-- Aim of the exercise --
Your copy should match the records exactly, except that no pictures appear in it.

-- Task inputs --
================================
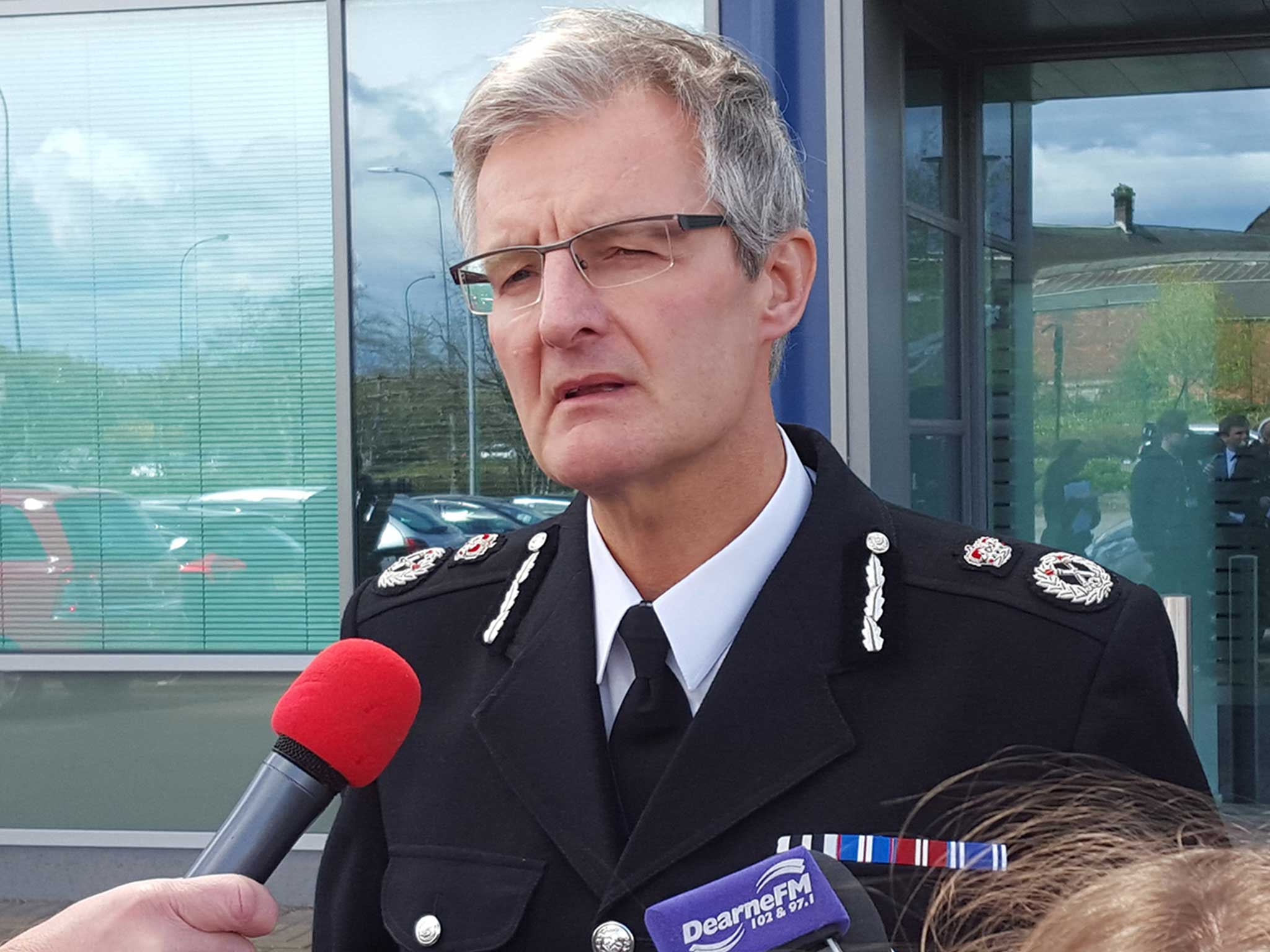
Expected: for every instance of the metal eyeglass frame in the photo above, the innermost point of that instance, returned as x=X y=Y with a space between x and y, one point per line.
x=687 y=223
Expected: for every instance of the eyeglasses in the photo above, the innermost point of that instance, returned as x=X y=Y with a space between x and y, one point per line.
x=609 y=257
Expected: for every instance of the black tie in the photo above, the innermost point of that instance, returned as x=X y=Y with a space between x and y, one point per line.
x=653 y=716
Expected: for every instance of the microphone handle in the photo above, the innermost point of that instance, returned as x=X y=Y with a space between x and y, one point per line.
x=270 y=818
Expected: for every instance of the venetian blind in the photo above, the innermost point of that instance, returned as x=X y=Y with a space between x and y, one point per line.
x=167 y=332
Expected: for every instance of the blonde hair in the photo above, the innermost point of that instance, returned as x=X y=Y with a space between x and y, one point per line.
x=579 y=59
x=1100 y=861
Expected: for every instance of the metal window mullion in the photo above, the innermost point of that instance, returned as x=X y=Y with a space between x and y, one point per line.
x=974 y=392
x=343 y=291
x=710 y=15
x=936 y=428
x=109 y=663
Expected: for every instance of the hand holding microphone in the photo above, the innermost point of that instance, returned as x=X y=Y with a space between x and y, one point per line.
x=339 y=723
x=211 y=914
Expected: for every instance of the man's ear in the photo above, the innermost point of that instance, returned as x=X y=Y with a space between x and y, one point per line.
x=790 y=268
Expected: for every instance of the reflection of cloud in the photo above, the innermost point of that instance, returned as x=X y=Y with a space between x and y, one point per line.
x=1073 y=186
x=1194 y=159
x=70 y=162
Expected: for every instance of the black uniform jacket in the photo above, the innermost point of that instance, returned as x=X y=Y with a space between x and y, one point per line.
x=498 y=816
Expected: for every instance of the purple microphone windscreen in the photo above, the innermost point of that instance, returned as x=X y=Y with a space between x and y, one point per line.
x=762 y=907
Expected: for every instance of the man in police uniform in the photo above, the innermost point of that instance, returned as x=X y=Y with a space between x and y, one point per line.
x=637 y=211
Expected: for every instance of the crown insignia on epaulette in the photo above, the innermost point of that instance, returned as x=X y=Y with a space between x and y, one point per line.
x=988 y=552
x=1072 y=578
x=409 y=570
x=478 y=549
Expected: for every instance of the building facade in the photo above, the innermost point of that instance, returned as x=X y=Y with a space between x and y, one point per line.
x=235 y=379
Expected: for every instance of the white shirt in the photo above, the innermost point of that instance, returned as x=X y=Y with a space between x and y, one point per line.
x=1231 y=457
x=703 y=612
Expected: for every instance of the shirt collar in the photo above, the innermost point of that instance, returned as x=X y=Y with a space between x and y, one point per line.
x=699 y=624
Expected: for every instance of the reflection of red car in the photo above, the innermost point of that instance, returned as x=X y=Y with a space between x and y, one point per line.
x=83 y=568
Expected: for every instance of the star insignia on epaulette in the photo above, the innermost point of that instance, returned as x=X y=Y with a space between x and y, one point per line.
x=478 y=549
x=409 y=570
x=1072 y=578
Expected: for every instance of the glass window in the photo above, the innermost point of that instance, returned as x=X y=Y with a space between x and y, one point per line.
x=1123 y=329
x=207 y=731
x=931 y=324
x=998 y=202
x=18 y=539
x=930 y=155
x=431 y=410
x=167 y=329
x=936 y=467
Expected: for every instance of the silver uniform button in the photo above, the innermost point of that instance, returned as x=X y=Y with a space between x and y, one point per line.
x=613 y=937
x=427 y=931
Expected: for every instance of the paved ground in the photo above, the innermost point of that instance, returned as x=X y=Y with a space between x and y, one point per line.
x=291 y=936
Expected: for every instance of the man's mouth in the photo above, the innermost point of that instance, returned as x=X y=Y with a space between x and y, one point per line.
x=591 y=389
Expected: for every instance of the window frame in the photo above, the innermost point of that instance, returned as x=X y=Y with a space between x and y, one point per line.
x=337 y=70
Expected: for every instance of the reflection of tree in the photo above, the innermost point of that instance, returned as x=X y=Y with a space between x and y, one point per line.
x=1175 y=355
x=255 y=412
x=412 y=430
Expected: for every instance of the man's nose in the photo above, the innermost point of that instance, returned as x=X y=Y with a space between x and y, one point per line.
x=571 y=307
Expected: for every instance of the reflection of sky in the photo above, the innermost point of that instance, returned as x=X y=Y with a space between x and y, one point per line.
x=411 y=66
x=135 y=135
x=1194 y=159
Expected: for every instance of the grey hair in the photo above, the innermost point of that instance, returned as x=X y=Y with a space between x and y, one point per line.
x=578 y=60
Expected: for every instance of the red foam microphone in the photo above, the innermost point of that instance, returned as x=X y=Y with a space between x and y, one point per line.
x=338 y=724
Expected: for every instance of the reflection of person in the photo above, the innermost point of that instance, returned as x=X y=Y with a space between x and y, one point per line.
x=727 y=639
x=373 y=514
x=205 y=914
x=1238 y=480
x=1070 y=503
x=1165 y=507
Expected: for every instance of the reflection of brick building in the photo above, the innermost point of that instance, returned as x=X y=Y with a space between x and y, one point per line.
x=1098 y=283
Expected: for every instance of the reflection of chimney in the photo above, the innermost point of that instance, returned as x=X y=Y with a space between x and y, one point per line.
x=1123 y=196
================================
-- Worked solution --
Expected: for every instance of the metal eyeglass frame in the photo above, the innermost point of that instance, returned as x=X y=Y with a space between x and y, one point per line.
x=687 y=223
Expected: for every instance of the eyeglasses in the photo above, the innermost point of that instance, returned as x=X y=Y with a space between x and y, one point per line.
x=609 y=257
Expected: for every instance of the black tie in the photo above, the innermost point of that instance, returned as x=X y=Y with a space between x and y, one point per line.
x=653 y=716
Expected: for every instance of the microphone handle in the photo above, the innermost point of that instance, returned as x=X y=Y with a space between x and y, one point per line.
x=270 y=818
Expected: for every instance of the venetian blind in the photo above, the innermost point of that instance, returned as x=X y=Y with a space between x and y, one point per line.
x=167 y=332
Expected: for every instance of the blonde hair in the photo above, the innermost point of that instance, returned as x=X y=Y with a space between x and y, one point per line.
x=579 y=59
x=1100 y=861
Expected: for every instance of the metal window mullion in the photo above, the innermost point of that instance, returned as x=X y=Y with a space between x and y, one point per line.
x=974 y=392
x=343 y=291
x=710 y=15
x=936 y=428
x=109 y=663
Expected: for every instance of the hand holding microphone in the photo above, the innermost point of that instance, returned as x=X y=Y with a space between x and y, one point per line.
x=339 y=723
x=211 y=914
Expected: for every instance of the man's ear in the photo above, the innermost point of that instance, returned as x=X y=Y with a space between x and y, one point per line.
x=790 y=268
Expected: for every instance of the reflection of cloud in the photo above, the innermost point of that instance, returned as x=X y=Y with a space between x and y, one point per line.
x=1073 y=186
x=1194 y=159
x=70 y=162
Expected: for every instance of the black uniform jacket in the photo above, the innermost point of that instance, returned as x=X y=Y with a space between x and y, one point per line.
x=498 y=816
Expected: for every instance of the purple microphone windscreen in the photo above, the innermost point of that instance, returned as x=X y=Y with a space between x and y, one point per line.
x=762 y=907
Expected: for every instance of the man in police uniform in the photo above, the innermost point of that instance, returned as x=X y=Y with a space between x and y, one point per line.
x=637 y=211
Expected: for every instance of the crown insignia on epaulette in the photo above, the innermost point of that instance, returned as x=X y=Y with a space between x and y, one point per line.
x=988 y=552
x=1072 y=578
x=409 y=570
x=478 y=549
Expected: for every instance of the building facade in the photo above, the innermost point of that instance, returned as x=X y=Y with a space between x and y, one point per line.
x=235 y=379
Expected: for every instance of the white shirt in the photo above, the innermost point of that instance, returned as x=X y=Y with a space between x and y, one point per line.
x=1231 y=457
x=703 y=612
Expected: for every instance of the shirt collar in the photo above, the innermost point of that instance, returned as x=X y=Y with a space between x and y, one point per line.
x=699 y=624
Expected: for every instance of the reflection of red car in the photo above, the innermost point of that instance, returned as x=X y=Y with a space between x and y, one point per line.
x=83 y=568
Expected: for every instance of the star insignia on epaulette in the photo above, the innermost point of that instance, returned as x=X y=Y with a space between x and y, one point per line.
x=478 y=549
x=409 y=570
x=1072 y=578
Expected: for every instance of the glass window in the photo above, the innermost point of that instance, returned as x=X y=Y with a space between x and y, one point per line.
x=1123 y=329
x=207 y=731
x=931 y=324
x=998 y=202
x=18 y=539
x=930 y=155
x=431 y=410
x=167 y=329
x=936 y=467
Expected: for every instance of the silver uniform button in the photo above, the innermost point of that instance, returned as x=X y=Y with a space between x and y, one point per line.
x=613 y=937
x=427 y=931
Expected: for every instance of the paved ground in the photo above, the innermost point of that instance, returned as x=X y=Y with a space between x and y, one point per line.
x=291 y=936
Expected: for every instance of the man's mouth in the photo above, the innermost point of that instance, returned as x=X y=Y with a space between x and y, one point per line.
x=591 y=389
Expected: for every instance of the window frame in the photo above, the innermost point of that instance, returned as x=X y=Y with a space between x and y, one point per line.
x=337 y=70
Expected: for every instance of the reflection of tree in the photo above, the innermost point of that instance, returned as x=X y=Y with a space between x and y, one point per line.
x=1175 y=355
x=255 y=412
x=412 y=430
Expected: for every instance of the man's nose in the photo above, the innermost point of that instance, returned as x=X y=Y with a space between x and y, one point per line.
x=571 y=307
Expected: for every instance of the reflection of sky in the photo above, the innermost point of that instance, returned as x=X y=Y with a space between x and y, one point per line.
x=411 y=66
x=135 y=135
x=1194 y=159
Expected: for every instance of the grey hair in the photo above, the innermost point of that instance, returned as x=X y=Y with a space between x and y, one point per line.
x=578 y=60
Expected: for every instance of the red foam microphone in the photo above, the innermost point of that instance, returned as x=X y=Y with a space between x and y, one point per line.
x=338 y=724
Expected: for every instance of the reflection of person in the photo above, the innermost point of that instance, returned as x=X y=Y with a space between x and y, one point per line.
x=727 y=639
x=373 y=514
x=205 y=914
x=1238 y=480
x=1070 y=503
x=1165 y=507
Expected: for every instance of the reflection of brick building in the photo above, the innermost point of that instance, returned as x=X y=Y with a space between x and y, one point per line.
x=1098 y=283
Expected: for every instance of the reflection of chimney in the photo above, the innermost point of that instance, returned as x=X y=Y with a space between x and y, one point per line.
x=1123 y=196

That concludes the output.